— Required task —
Can you rewrite all the records below with every "retail photo" changed to "store image", keeping everything else the same and leaving the pictures out?

==== Provided information ====

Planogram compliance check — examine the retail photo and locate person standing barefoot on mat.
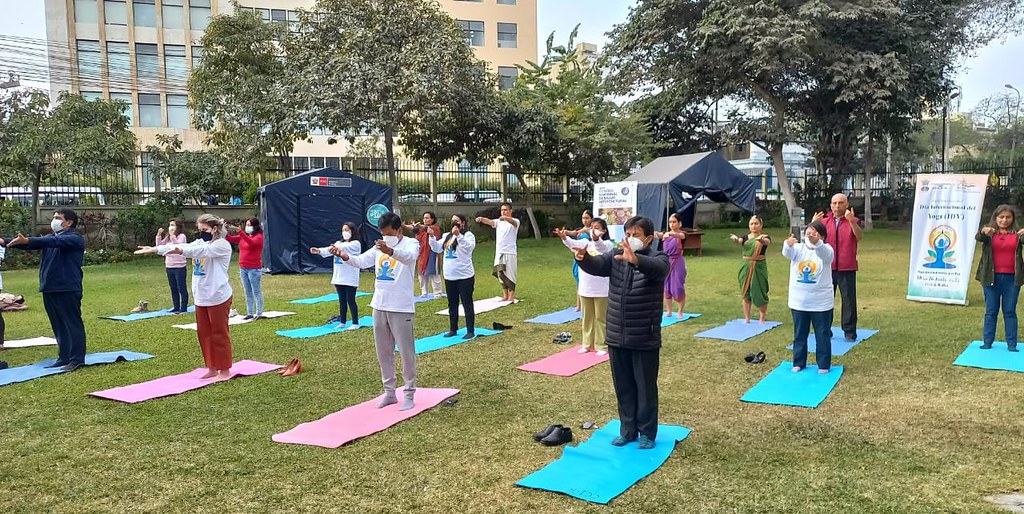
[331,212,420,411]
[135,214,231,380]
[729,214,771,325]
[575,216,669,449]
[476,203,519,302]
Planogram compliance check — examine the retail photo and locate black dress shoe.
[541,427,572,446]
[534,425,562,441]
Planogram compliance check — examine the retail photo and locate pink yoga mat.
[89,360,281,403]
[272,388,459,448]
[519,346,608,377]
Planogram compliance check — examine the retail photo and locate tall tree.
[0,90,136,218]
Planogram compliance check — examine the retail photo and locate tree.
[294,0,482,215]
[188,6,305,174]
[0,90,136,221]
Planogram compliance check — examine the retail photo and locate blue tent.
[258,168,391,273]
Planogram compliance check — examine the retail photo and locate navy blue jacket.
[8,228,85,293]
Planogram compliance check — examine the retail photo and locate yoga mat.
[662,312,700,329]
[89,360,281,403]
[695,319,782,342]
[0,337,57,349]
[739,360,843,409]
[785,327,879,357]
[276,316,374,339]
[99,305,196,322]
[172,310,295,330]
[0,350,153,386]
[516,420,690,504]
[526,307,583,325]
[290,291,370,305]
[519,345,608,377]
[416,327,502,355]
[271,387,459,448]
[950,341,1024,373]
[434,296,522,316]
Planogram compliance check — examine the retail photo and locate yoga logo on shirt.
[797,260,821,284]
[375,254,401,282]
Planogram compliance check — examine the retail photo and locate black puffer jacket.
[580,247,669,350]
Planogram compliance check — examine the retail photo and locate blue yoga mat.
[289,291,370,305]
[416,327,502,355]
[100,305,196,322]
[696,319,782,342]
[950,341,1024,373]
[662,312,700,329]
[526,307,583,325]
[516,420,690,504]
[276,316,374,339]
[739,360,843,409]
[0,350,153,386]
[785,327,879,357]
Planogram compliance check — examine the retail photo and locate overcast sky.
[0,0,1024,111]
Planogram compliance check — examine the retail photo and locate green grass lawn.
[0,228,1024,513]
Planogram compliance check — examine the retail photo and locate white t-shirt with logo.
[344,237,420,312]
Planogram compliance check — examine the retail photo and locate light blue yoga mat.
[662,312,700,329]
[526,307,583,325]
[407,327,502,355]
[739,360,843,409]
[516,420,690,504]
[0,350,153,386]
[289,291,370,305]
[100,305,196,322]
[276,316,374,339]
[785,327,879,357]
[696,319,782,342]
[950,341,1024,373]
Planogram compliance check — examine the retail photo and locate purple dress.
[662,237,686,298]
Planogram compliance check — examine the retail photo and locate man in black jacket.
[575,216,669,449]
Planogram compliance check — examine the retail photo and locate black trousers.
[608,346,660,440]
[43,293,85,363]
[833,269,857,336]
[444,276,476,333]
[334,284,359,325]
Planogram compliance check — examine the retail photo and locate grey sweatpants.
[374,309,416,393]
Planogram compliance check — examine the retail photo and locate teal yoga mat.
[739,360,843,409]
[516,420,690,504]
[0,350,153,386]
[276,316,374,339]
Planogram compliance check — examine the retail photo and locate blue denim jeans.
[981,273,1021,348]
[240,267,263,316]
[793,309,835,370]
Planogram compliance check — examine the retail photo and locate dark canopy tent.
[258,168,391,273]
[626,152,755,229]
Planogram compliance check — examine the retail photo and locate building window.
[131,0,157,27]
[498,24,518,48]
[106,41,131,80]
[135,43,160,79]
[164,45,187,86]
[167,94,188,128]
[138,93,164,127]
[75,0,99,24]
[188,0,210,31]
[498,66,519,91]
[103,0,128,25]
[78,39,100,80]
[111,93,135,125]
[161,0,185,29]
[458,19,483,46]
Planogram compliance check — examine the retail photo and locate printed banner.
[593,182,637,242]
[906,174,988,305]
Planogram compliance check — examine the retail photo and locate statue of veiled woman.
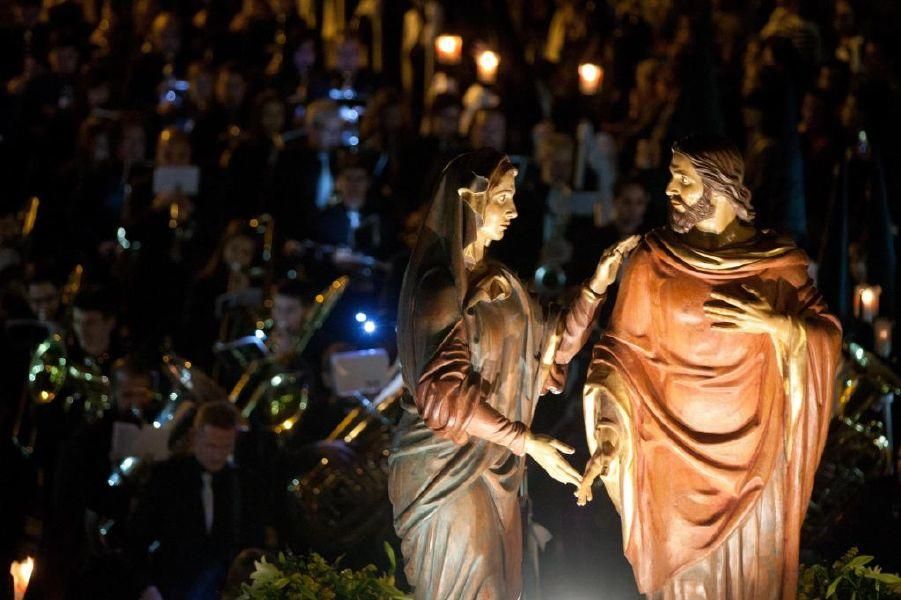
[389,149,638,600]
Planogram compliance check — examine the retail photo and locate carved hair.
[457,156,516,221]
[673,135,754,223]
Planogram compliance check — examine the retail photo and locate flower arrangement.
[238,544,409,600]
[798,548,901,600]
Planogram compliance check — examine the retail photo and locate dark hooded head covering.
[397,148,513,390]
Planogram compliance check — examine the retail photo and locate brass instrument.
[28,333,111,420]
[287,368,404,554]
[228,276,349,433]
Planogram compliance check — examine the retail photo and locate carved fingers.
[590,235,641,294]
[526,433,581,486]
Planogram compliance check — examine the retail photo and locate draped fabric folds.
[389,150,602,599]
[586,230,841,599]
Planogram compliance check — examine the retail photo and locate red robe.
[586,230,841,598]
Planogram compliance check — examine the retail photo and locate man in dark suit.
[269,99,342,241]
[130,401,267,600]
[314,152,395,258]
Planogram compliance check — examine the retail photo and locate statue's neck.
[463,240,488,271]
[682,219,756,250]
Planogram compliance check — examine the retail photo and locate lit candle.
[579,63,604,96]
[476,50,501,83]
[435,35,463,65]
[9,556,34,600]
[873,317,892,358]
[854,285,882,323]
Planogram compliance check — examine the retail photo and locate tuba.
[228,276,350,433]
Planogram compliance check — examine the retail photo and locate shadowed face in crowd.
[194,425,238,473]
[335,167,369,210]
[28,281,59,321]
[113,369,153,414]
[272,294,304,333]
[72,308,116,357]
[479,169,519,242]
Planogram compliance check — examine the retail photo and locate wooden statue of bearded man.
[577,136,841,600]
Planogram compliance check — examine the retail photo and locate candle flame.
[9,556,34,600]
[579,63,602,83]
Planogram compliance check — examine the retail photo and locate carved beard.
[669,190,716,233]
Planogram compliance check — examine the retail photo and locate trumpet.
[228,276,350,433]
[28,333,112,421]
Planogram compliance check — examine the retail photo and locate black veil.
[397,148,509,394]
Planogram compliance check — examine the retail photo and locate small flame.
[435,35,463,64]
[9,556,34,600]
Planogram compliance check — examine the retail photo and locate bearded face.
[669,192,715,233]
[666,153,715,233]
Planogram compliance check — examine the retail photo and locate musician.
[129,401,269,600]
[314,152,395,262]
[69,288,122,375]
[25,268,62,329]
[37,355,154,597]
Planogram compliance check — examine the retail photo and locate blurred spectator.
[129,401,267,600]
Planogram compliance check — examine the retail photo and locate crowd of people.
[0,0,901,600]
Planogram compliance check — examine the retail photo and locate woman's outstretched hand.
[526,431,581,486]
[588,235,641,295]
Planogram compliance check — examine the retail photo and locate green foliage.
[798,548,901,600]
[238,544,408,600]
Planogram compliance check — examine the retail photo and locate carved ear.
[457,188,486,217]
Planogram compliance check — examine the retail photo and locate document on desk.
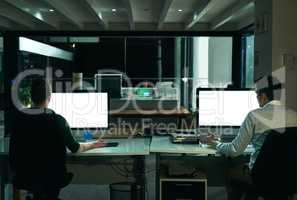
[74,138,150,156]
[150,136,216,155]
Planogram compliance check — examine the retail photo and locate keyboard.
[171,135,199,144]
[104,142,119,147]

====

— Exercise response —
Planogram compliance check — examine the store image and locate person standing barefoot on mat.
[331,212,420,411]
[135,214,231,380]
[729,214,771,325]
[575,216,669,449]
[476,203,519,302]
Planogram compliance check — examine the store image and locate black dress shoe.
[541,427,572,446]
[534,425,562,441]
Planogram compliance check — examine the store image and locate pink yoga mat.
[89,360,281,403]
[272,388,459,448]
[519,346,608,377]
Planogram compliance check — examine the store image and locate tall tree.
[0,90,136,218]
Planogram compliance check — examine the store image and locate tree.
[294,0,482,215]
[188,6,305,174]
[0,90,136,221]
Planogram compliance check — examine the store image and locate blue tent.
[258,168,391,273]
Planogram compliance check — examine the store image and locate navy blue jacket.
[8,228,85,293]
Planogram compliance check — examine the store image and locate yoga mat.
[662,312,700,329]
[89,360,281,403]
[695,319,782,342]
[0,337,57,349]
[739,360,843,409]
[785,327,879,357]
[276,316,374,339]
[99,305,196,322]
[172,310,295,330]
[0,350,153,386]
[516,420,690,504]
[526,307,583,325]
[290,291,370,305]
[519,345,608,377]
[416,327,502,355]
[271,387,459,448]
[950,341,1024,373]
[434,296,522,316]
Planogram compliance check — examine the store image and locate yoga logo on shirt.
[797,260,821,284]
[375,254,401,282]
Planogram compliance check — examine the store image and locate black puffer jacket.
[580,247,669,350]
Planogram compliance check — examine the store image and locate blue yoga mat.
[289,291,370,305]
[416,327,502,355]
[100,305,196,322]
[696,319,782,342]
[950,341,1024,373]
[662,312,700,329]
[526,307,583,325]
[516,420,690,504]
[276,316,374,339]
[739,360,843,409]
[0,350,153,386]
[785,327,879,357]
Planogram compliance check — examine the store image and locate overcast sky.
[0,0,1024,111]
Planogram compliance check — examine the store image and locate green grass lawn.
[0,228,1024,513]
Planogram compliance check — examine the store image and locate white t-shirt with logo.
[344,237,420,312]
Planogram compliance check — examine the store image and locate light blue yoga mat.
[662,312,700,329]
[526,307,583,325]
[407,327,502,355]
[739,360,843,409]
[516,420,690,504]
[0,350,153,386]
[289,291,370,305]
[100,305,196,322]
[276,316,374,339]
[785,327,879,357]
[696,319,782,342]
[950,341,1024,373]
Planogram compliance check — examine the store image and locate purple dress.
[662,237,686,298]
Planogram compliance check — examine the store image and locate man in black jacket.
[575,216,669,449]
Planogram compliance check — examine the store image and locate black trousers.
[608,346,660,440]
[43,293,85,363]
[833,269,857,336]
[444,276,476,333]
[334,284,359,325]
Planogram compliance check — examine the store image and locate grey sweatpants.
[374,309,416,393]
Planogram compliance check — examine the store image and locate teal yoga mat.
[739,360,843,409]
[516,420,690,504]
[0,350,153,386]
[276,316,374,339]
Planogram compliance check — examine the store image and locate blue denim jeans.
[981,273,1021,348]
[240,267,263,316]
[793,309,835,370]
Planogram compliance check — examine the store image and locate dark canopy tent.
[258,168,391,273]
[626,152,755,229]
Planogram compliance check — examine the store image and locate building window.
[131,0,157,27]
[498,24,518,48]
[106,41,131,80]
[135,43,160,79]
[164,45,187,86]
[167,94,188,128]
[138,93,164,127]
[75,0,99,24]
[188,0,210,31]
[498,66,519,91]
[103,0,128,25]
[78,39,100,80]
[111,93,135,125]
[161,0,185,29]
[458,19,483,46]
Planogram compliance check — examine the store image and locate printed banner.
[593,182,637,242]
[906,174,988,305]
Planogram compliance check — examine the store image and locate statue of veiled woman.
[389,149,638,600]
Planogram compliance check — examine the store image and locate carved hair.
[457,156,516,221]
[673,135,754,223]
Planogram compliance check — examine the store image and locate flower arrangement.
[238,544,409,600]
[798,548,901,600]
Planogram compliance check — examine the store image and locate dark hooded head covering.
[397,148,513,390]
Planogram compliance check — examine the store image and locate brass instrument.
[28,333,111,420]
[287,368,404,554]
[228,276,349,433]
Planogram compliance check — examine the store image and locate carved fingers.
[590,235,641,294]
[526,433,581,486]
Planogram compliance check — examine the store image and locate draped fabric folds.
[389,150,602,599]
[586,230,841,599]
Planogram compliance check — examine the store image and locate red robe.
[586,230,841,598]
Planogram compliance check — examine the store image and locate man in dark suit.
[269,99,342,241]
[130,401,267,600]
[314,152,395,258]
Planogram compliance check — examine the store image and locate statue's neck.
[463,240,488,271]
[682,219,756,250]
Planogram compliance check — examine the store image and locate lit candle.
[579,63,604,96]
[476,50,501,83]
[435,35,463,65]
[9,556,34,600]
[873,317,892,358]
[854,285,882,323]
Planogram compliance check — examine the store image and locate tuba.
[228,276,350,433]
Planogram compliance check — examine the store image and locate shadowed face in crowd.
[194,425,238,473]
[335,167,369,210]
[28,281,59,321]
[113,369,153,414]
[272,294,304,333]
[72,308,116,357]
[479,169,519,242]
Planogram compliance check — examine the store image and locate wooden statue of bearded man.
[577,136,841,600]
Planogram compliance check — examine the store image and locate candle flame.
[9,556,34,600]
[579,63,602,83]
Planogram compliance check — examine the store image and locate carved beard.
[669,190,716,233]
Planogram compliance check — examine the store image and locate trumpet.
[228,276,350,433]
[28,333,112,421]
Planogram compliance check — examine the store image and locate black veil.
[397,148,509,394]
Planogram compliance check — examine the store image and locate small flame.
[435,35,463,64]
[9,556,34,600]
Planogram compliance check — examine the store image and locate bearded face.
[669,192,715,233]
[666,153,715,233]
Planogram compliance check — examine the store image and locate musician.
[129,401,269,600]
[314,152,395,262]
[69,288,122,375]
[25,268,62,329]
[37,355,154,597]
Planogram compliance check — examine the store image and locate blurred spectator.
[129,401,267,600]
Planogram compliance check — examine the store image and locate crowd of people.
[0,0,901,600]
Planogram compliance check — examine the store image and locate woman's outstretched hand.
[526,431,581,486]
[588,235,641,295]
Planogram compliance check — examine the store image and locate green foliage.
[798,548,901,600]
[238,544,408,600]
Planogram compliance check — examine the store image and locate carved ear.
[457,188,486,217]
Planogram compliance check — examine the store image and locate document on desk.
[74,138,150,156]
[150,136,216,155]
Planogram compliance check — examine the store image and locate keyboard.
[171,135,199,144]
[104,142,119,147]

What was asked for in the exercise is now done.